[LISTING]:
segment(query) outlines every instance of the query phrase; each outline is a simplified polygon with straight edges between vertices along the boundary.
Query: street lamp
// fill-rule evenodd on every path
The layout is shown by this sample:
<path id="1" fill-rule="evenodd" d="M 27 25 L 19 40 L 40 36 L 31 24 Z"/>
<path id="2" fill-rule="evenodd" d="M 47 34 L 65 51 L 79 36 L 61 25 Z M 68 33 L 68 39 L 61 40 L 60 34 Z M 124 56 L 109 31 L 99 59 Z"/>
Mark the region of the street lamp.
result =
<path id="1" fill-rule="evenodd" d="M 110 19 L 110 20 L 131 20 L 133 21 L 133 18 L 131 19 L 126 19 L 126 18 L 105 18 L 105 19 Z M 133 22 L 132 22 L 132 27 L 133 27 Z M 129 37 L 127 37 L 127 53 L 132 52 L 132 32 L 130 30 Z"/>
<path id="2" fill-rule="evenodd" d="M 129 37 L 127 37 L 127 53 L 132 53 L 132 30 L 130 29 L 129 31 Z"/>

[REQUEST]: Please rewrite every line of the rows above as a JSON list of strings, one string per line, and leave out any blank lines.

[RESPONSE TO THE EXERCISE]:
[
  "segment(query) outlines every instance of the query phrase; each outline is a simplified polygon with straight edges between vertices along the boundary.",
  "Query: street lamp",
  "// fill-rule evenodd on every path",
  "The layout is shown by this sample:",
  "<path id=\"1\" fill-rule=\"evenodd\" d=\"M 27 25 L 19 40 L 40 36 L 31 24 Z\"/>",
  "<path id=\"2\" fill-rule=\"evenodd\" d=\"M 47 34 L 65 51 L 79 36 L 61 25 Z M 68 33 L 68 39 L 61 40 L 60 34 Z M 124 56 L 109 31 L 99 59 Z\"/>",
  "Mark the region of the street lamp.",
  "result =",
  "<path id=\"1\" fill-rule=\"evenodd\" d=\"M 110 19 L 110 20 L 131 20 L 133 21 L 133 18 L 131 19 L 126 19 L 126 18 L 105 18 L 105 19 Z M 133 22 L 132 22 L 132 27 L 133 27 Z M 129 37 L 127 37 L 127 53 L 132 52 L 132 32 L 130 30 Z\"/>",
  "<path id=\"2\" fill-rule=\"evenodd\" d=\"M 129 37 L 127 37 L 127 53 L 132 53 L 132 30 L 130 29 L 129 31 Z\"/>"
]